Your goal
Restate exactly, and only, the lines from the one containing "target | dump truck" through the end of the entries, keeping both endpoints.
==========
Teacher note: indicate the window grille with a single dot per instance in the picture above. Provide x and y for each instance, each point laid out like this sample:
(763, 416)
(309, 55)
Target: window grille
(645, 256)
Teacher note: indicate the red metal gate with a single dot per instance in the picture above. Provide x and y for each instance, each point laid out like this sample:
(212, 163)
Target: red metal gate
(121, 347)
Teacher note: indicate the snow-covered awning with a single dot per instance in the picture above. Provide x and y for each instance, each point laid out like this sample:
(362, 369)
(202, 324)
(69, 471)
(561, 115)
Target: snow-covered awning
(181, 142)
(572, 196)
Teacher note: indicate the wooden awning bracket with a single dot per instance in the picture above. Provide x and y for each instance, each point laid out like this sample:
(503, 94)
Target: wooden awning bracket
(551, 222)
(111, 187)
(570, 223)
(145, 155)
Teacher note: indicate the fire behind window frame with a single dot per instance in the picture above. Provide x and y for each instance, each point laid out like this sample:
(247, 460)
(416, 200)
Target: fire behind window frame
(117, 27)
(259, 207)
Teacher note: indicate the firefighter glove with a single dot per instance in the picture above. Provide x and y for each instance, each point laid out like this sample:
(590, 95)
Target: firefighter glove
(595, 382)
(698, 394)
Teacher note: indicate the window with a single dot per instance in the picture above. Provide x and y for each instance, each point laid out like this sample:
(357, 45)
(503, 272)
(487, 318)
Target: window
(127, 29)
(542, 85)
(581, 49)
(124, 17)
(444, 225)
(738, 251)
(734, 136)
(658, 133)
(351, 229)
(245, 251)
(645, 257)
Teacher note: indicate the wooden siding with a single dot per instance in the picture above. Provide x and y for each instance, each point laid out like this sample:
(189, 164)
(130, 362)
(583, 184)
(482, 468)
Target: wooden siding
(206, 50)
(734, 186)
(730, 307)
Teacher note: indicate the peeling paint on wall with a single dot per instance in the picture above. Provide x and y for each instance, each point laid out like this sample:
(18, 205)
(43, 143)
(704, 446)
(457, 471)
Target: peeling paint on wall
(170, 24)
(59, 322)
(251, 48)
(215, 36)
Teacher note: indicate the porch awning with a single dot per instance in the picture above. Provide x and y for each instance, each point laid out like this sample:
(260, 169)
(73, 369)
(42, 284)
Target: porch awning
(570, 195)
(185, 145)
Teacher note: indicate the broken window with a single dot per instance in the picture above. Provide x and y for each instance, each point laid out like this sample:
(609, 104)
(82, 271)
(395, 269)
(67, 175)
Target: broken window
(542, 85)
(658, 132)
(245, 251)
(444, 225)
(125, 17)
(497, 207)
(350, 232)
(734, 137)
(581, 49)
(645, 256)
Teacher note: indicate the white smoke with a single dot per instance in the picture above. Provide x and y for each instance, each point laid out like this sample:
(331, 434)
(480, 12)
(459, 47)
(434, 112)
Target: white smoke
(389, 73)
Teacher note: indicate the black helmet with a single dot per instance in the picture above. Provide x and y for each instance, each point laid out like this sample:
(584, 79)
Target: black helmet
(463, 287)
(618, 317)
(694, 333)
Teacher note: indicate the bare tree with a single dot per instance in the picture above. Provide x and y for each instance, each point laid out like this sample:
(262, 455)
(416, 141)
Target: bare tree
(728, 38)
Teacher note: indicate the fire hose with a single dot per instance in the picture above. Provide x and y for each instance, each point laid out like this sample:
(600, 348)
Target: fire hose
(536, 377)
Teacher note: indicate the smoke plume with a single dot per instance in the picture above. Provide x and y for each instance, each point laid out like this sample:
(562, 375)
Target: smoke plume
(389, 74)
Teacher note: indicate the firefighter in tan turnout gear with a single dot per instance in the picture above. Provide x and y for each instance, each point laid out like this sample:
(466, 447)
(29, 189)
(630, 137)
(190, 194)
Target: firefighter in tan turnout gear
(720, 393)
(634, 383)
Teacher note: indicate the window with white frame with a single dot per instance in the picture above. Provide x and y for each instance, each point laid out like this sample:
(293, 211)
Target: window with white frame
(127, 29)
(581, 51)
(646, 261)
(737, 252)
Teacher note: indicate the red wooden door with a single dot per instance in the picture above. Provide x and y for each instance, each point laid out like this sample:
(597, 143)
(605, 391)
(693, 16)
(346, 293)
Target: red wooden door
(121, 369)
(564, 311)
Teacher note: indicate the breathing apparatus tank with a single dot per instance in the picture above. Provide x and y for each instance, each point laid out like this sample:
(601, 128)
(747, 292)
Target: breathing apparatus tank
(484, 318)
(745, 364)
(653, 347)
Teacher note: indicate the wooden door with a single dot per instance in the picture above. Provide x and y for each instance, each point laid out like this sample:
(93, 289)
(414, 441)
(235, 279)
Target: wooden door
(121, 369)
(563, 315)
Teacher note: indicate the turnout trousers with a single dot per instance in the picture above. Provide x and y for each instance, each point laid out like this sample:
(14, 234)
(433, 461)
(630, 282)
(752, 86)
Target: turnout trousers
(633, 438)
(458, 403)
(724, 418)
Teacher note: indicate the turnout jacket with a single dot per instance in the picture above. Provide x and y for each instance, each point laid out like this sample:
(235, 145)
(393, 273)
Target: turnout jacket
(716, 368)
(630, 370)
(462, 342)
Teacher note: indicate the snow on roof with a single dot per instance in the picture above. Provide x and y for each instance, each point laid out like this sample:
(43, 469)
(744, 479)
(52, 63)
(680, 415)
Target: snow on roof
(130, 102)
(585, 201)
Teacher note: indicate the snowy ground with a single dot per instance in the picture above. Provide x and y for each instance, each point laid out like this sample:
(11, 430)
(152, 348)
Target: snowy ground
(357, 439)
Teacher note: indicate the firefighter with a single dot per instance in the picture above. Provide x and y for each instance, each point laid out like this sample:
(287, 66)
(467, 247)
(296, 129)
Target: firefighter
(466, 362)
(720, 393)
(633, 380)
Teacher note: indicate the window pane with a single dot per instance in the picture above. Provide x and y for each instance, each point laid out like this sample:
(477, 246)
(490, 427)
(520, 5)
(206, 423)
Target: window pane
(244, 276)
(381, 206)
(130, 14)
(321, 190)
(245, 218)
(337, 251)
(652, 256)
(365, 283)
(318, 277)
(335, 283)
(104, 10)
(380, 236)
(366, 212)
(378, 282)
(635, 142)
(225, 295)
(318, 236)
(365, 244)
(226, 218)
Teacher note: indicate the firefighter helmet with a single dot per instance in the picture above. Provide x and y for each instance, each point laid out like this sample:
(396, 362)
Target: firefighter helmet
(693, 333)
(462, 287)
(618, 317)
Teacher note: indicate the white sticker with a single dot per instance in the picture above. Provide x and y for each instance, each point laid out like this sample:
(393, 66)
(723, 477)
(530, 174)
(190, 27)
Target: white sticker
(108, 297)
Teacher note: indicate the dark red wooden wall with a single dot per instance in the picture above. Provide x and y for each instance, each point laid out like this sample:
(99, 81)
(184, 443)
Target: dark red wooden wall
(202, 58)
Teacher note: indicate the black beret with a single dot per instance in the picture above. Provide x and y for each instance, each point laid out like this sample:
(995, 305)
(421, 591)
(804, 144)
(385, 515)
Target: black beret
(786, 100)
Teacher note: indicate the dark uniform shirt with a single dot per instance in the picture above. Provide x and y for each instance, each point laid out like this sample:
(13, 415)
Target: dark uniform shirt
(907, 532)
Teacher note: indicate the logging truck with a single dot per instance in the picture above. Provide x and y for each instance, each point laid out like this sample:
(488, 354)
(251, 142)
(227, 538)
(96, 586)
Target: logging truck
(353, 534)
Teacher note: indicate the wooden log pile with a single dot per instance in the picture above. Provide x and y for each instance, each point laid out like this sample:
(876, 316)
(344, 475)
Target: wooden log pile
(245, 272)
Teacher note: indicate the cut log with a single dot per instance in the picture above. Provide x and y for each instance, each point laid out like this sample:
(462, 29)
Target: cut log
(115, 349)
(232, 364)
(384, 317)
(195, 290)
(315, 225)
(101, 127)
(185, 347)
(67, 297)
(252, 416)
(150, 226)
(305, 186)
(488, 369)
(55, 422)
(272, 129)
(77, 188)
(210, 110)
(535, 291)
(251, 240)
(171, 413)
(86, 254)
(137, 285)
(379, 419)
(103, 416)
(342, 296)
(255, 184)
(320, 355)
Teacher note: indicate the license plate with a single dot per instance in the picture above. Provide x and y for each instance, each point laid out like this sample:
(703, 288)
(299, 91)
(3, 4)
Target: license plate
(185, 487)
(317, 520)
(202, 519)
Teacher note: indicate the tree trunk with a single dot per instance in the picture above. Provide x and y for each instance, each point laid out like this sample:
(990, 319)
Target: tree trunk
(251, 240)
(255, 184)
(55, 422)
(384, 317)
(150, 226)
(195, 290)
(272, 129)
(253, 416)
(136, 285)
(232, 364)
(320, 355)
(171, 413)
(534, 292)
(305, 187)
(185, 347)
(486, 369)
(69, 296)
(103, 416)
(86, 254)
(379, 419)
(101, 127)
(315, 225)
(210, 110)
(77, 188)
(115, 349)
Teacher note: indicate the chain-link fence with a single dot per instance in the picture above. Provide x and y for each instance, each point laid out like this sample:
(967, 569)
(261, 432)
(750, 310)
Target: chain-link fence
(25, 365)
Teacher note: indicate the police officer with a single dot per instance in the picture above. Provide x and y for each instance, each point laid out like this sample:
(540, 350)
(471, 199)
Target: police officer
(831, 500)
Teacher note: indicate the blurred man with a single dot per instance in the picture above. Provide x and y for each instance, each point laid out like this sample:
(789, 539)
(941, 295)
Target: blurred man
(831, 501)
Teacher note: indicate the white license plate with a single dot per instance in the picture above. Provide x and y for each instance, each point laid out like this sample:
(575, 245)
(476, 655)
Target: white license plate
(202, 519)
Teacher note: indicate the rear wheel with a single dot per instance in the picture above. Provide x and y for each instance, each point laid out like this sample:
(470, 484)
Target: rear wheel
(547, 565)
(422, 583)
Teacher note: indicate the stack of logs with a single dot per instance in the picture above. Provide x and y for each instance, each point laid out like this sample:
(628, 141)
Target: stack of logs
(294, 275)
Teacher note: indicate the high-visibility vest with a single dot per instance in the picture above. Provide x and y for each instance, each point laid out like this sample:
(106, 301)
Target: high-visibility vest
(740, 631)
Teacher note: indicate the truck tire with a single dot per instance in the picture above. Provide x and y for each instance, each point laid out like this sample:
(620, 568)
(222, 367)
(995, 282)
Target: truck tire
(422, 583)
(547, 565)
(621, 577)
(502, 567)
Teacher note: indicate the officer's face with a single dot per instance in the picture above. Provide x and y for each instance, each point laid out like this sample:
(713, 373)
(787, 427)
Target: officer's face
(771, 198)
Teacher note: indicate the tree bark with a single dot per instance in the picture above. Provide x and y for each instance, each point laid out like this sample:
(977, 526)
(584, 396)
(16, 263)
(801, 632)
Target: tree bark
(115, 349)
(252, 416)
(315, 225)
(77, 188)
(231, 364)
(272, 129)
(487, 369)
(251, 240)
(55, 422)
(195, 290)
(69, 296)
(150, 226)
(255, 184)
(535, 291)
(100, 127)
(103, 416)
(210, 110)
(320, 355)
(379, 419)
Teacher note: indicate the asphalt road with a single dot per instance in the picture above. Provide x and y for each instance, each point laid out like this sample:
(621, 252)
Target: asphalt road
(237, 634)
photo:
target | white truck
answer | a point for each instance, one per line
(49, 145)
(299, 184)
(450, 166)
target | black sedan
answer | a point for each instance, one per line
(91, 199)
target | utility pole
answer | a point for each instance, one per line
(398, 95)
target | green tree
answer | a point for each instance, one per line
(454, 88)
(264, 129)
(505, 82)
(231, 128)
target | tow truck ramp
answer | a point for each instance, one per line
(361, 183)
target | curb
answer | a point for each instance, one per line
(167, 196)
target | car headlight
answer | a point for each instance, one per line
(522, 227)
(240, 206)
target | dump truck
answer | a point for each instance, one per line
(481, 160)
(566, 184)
==========
Output of the exercise
target | dump truck
answer | a point for each instance, one per line
(481, 160)
(566, 184)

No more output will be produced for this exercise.